===== Material shown

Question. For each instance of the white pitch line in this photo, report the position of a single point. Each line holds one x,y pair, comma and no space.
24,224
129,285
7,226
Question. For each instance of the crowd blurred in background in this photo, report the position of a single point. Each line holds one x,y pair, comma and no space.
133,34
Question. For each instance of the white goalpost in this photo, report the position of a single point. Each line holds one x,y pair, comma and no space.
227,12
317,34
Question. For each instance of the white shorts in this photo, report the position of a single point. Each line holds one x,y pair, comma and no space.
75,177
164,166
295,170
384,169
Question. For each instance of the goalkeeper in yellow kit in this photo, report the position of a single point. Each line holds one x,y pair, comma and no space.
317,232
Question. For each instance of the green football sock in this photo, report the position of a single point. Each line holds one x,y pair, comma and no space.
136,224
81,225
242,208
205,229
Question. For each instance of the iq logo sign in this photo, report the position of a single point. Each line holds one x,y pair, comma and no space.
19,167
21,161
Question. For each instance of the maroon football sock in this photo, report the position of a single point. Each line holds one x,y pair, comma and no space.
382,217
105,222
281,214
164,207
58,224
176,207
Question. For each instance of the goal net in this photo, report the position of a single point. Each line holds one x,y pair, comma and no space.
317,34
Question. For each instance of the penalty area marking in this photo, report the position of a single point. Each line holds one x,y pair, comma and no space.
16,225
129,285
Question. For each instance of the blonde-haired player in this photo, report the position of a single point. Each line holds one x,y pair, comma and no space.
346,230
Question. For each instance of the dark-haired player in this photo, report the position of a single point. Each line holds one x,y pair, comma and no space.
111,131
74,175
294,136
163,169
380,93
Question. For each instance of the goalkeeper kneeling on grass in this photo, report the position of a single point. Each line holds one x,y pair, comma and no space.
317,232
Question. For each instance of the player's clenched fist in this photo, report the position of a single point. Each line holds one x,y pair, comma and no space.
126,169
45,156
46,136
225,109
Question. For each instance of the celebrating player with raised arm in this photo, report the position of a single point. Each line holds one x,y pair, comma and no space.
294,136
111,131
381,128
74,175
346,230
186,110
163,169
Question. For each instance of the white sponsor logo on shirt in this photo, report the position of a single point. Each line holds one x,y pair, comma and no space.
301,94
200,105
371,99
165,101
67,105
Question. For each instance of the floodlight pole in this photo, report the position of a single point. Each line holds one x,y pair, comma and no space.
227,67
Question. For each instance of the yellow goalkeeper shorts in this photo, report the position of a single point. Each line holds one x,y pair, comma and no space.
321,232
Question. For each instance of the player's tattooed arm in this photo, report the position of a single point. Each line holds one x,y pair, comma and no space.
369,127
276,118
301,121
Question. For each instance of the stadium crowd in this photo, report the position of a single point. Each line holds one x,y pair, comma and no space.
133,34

==========
===== Material shown

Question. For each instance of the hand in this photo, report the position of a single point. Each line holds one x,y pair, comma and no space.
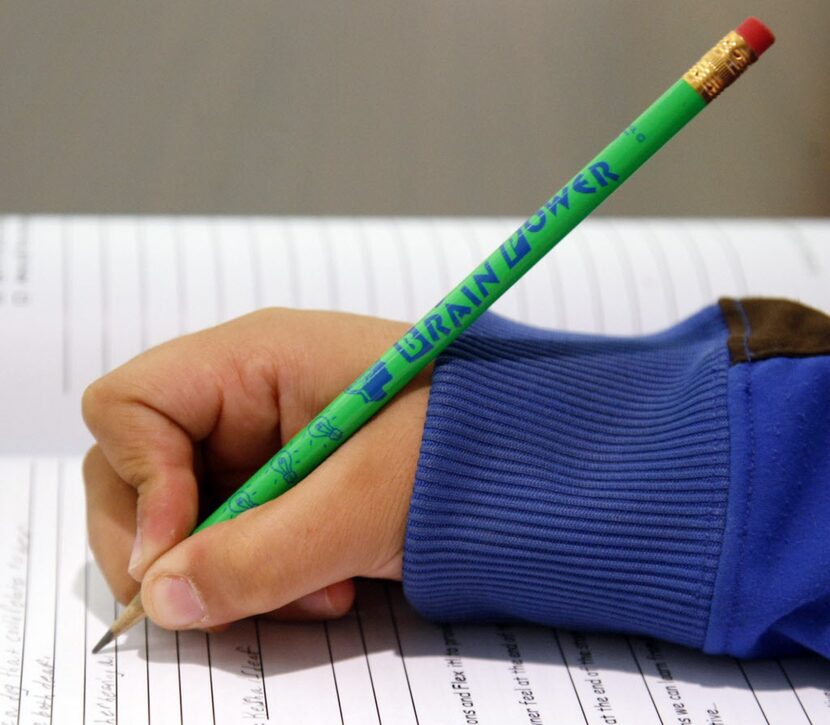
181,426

==========

Report each line in the records that contains the string "haired", copying the whole line.

*Solution:*
Question. For each instance of the blonde-haired player in this photo, report the position of a single point. Each line holds one x,y pair, comma and no space.
Question. For each instance of the dark-haired player in this photo, report the position of a single point. Each line holds one x,y pair, comma and no space.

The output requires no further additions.